**WHAT TO DO**
Would you copy out exactly the lines of the listing below, beginning with the one that contains "positive clicks: (827, 395) (821, 337)" and ending with the last?
*** Opening of DATASET RECORDS ***
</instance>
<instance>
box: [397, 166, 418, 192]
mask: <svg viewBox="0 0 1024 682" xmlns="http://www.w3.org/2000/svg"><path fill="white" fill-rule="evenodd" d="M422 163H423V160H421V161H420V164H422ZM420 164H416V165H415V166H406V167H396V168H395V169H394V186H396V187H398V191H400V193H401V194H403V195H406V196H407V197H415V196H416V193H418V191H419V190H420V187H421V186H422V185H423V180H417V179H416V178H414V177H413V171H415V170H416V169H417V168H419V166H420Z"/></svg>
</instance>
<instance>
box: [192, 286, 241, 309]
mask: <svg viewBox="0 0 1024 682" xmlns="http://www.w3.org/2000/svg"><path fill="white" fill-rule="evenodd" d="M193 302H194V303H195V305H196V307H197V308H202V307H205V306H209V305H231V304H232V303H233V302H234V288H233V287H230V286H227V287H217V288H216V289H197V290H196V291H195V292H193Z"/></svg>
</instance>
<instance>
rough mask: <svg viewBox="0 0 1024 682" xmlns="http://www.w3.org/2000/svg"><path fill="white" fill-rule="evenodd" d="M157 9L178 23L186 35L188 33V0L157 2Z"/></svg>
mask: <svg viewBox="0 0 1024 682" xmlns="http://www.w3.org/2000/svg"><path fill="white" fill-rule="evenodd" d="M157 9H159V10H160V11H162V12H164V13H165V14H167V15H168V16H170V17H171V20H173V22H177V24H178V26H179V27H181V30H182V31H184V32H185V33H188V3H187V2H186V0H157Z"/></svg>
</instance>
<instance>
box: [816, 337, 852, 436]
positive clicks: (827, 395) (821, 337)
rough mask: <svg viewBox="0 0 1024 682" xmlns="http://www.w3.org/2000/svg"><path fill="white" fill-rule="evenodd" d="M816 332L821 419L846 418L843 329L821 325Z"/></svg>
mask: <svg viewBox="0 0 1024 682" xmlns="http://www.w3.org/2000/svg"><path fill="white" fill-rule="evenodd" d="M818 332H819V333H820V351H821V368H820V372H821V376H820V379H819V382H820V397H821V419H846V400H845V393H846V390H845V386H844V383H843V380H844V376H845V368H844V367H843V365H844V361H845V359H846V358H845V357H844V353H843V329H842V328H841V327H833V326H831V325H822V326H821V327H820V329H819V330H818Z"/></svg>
*** Close of DATASET RECORDS ***
**RESULT OF THIS TASK**
positive clicks: (827, 395) (821, 337)
rough mask: <svg viewBox="0 0 1024 682" xmlns="http://www.w3.org/2000/svg"><path fill="white" fill-rule="evenodd" d="M816 332L821 419L846 418L843 329L821 325Z"/></svg>
mask: <svg viewBox="0 0 1024 682" xmlns="http://www.w3.org/2000/svg"><path fill="white" fill-rule="evenodd" d="M818 332H819V333H820V351H821V368H820V372H821V376H820V379H819V382H820V397H821V419H846V400H845V393H846V390H845V386H844V383H843V380H844V376H845V368H844V367H843V365H844V361H845V359H846V358H845V357H844V353H843V329H842V328H841V327H833V326H831V325H822V326H821V327H820V329H819V330H818Z"/></svg>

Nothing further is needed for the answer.